◆ **What this task involves**:
This exercise asks for a copy of each line in the records below with the word "rear" in it.
***** Supplied material
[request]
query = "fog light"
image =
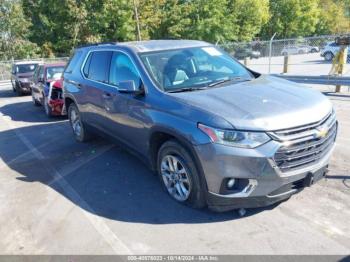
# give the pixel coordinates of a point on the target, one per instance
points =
(231, 182)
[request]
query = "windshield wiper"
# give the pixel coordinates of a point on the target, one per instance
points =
(186, 89)
(219, 82)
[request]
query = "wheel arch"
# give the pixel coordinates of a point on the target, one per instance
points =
(159, 136)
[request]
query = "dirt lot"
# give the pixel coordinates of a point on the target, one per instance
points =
(61, 197)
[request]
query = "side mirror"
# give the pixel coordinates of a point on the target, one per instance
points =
(130, 87)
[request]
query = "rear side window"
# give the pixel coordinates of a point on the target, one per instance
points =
(122, 69)
(98, 66)
(73, 61)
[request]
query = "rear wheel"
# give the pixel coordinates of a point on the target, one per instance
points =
(179, 175)
(81, 133)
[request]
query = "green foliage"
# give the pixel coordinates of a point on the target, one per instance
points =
(336, 19)
(292, 18)
(51, 27)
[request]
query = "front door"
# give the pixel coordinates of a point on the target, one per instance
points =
(126, 116)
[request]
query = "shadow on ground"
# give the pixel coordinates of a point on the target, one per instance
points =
(27, 112)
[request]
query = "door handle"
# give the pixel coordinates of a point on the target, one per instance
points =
(107, 95)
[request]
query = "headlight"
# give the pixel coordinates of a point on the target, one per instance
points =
(246, 139)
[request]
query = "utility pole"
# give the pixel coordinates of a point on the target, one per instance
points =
(137, 22)
(270, 51)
**********
◆ **Exercise solution**:
query = "rear side window"
query = "rear wheel"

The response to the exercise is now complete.